■ TASK STATEMENT ■
Search the records that follow and extract every line containing the string "query".

Items listed in a dataset:
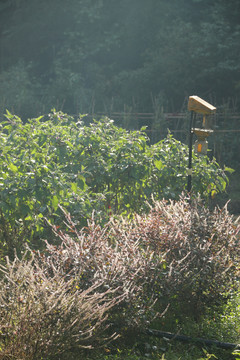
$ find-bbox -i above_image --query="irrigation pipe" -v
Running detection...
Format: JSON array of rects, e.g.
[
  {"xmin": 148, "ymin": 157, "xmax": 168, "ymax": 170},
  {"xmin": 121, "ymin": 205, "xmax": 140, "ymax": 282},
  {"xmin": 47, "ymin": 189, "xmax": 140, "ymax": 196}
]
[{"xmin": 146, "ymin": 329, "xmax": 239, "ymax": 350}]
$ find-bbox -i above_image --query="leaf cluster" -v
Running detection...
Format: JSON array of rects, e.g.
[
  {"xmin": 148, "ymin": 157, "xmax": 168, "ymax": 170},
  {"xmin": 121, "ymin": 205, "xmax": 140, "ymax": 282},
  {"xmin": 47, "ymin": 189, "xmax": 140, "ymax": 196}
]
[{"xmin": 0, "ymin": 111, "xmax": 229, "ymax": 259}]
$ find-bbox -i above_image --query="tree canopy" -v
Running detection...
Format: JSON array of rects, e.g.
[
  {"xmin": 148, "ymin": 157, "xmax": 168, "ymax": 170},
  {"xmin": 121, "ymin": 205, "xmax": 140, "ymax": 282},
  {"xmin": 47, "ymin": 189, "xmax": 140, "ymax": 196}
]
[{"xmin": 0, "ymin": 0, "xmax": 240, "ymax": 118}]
* * *
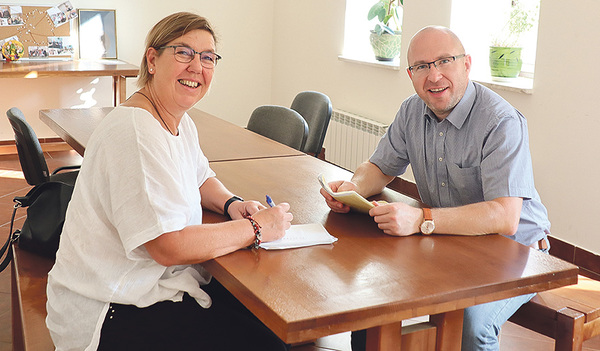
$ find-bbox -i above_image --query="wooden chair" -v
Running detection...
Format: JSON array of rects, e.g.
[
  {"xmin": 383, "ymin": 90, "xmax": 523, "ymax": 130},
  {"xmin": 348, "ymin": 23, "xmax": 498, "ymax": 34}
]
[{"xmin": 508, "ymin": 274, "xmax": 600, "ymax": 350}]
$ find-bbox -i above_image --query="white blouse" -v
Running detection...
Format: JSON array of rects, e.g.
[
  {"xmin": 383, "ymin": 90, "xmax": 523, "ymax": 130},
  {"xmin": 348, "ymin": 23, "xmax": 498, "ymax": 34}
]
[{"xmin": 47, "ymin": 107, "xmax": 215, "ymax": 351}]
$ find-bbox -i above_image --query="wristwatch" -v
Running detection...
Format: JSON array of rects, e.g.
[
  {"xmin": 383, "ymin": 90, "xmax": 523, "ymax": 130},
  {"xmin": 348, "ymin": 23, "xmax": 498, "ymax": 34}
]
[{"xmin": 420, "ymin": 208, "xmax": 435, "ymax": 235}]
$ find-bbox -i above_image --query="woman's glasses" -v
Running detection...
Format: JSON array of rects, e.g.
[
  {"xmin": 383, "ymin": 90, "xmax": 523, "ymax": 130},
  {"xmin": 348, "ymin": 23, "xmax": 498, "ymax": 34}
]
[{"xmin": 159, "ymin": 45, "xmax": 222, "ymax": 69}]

■ REPLY ■
$ find-bbox -i above_image --query="irrigation pipe" -v
$ find-bbox -i above_image --query="leaf cluster" -v
$ find-bbox -i above_image --query="tree canopy" -v
$ find-bbox -i above_image --query="wooden chair" -v
$ find-bbox -i above_image --query="white blouse" -v
$ find-bbox -i above_image --query="wristwatch" -v
$ find-bbox -i above_image --query="woman's glasses" -v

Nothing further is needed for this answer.